• EXTRACT PROVIDED:
Methods inherited from class java.lang.Object
`clone, equals, finalize, getClass, hashCode, notify, notifyAll, toString, wait, wait, wait`

Constructor Detail

Spider

public Spider()

convenience constructor, that initializes the Spider with a null value as URL

Spider

public Spider(String urlString)
       throws MalformedURLException

Throws:: MalformedURLException

Spider

public Spider(URL url)

constructs a Spider object based on the given URL

Spider

public Spider(URL url,
              String user,
              char[] password)

Method Detail

getURL

public URL getURL()

returns the embedded URL

setURL

public void setURL(URL url)

sets the embedded URL

getSSLHelper

public SSLHelper getSSLHelper()

setSSLHelper

public void setSSLHelper(SSLHelper helper)

getConnectTimeout

public int getConnectTimeout()

setConnectTimeout

public void setConnectTimeout(int timeout)

getParameter

public String getParameter(String key)

getParameterMap

public HashMap<String,String> getParameterMap()

toFile

public File toFile()

getDomainName

public String getDomainName()

getFileName

public String getFileName()

returns only the last portion of URL.getPath() after the last '/'

getHeaderValue

public String getHeaderValue(String name)
                      throws IOException

Throws:: IOException

getFullHeaderAsString

public String getFullHeaderAsString()
                             throws IOException

Throws:: IOException

getCharset

public String getCharset()
                  throws IOException

Throws:: IOException

ping

public long ping()

returns the time it takes to establish a live connection to the embedded URL and returns -1 only if the URL is unreachable.

saveURLtoFile

public void saveURLtoFile(File file)
                   throws IOException

saves the content of the embedded URL to the given file

Throws:: IOException

getLinks

public URL[] getLinks(boolean allowDuplicates,
                      String... protocol)
               throws IOException

returns links filtered by the given protocol

Throws:: IOException
See Also:: getLinks(boolean)

getLinks

public URL[] getLinks(boolean allowDuplicates)
               throws IOException

returns an array containing URLs that the embedded URL links to; if the page is a frameset, the frame sources are returned. If no links are present within the given URL, an empty array is returned

Throws:: IOException

getLinks

public URL[] getLinks(Reader reader,
                      boolean allowDuplicates)

• REQUESTS:
(A) In the Spider class documentation, condense the paragraph beginning "returns an array containing URLs" into a short bulleted list that keeps its main facts.
(B) According to the Spider class documentation, what value does the ping method return when the URL is unreachable?

• RECORDS:

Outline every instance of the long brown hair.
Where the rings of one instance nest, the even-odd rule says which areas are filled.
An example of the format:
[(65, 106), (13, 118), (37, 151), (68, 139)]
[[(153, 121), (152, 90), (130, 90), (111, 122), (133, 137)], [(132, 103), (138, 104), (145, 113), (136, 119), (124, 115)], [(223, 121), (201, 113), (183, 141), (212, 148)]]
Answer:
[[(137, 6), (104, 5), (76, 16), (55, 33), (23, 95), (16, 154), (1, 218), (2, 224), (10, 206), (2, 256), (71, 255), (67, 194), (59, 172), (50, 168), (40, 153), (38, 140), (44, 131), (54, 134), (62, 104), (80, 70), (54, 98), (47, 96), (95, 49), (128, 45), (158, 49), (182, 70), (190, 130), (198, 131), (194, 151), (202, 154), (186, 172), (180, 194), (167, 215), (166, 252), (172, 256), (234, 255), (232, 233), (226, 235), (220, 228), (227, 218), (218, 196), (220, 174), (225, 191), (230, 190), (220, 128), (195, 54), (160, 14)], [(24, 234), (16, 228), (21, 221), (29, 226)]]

• SOLUTIONS BELOW:
(A)
- Returns an array of the URLs that the embedded URL links to.
- For a frameset page, returns the frame sources instead.
- If the URL contains no links, returns an empty array.

(B) It returns -1.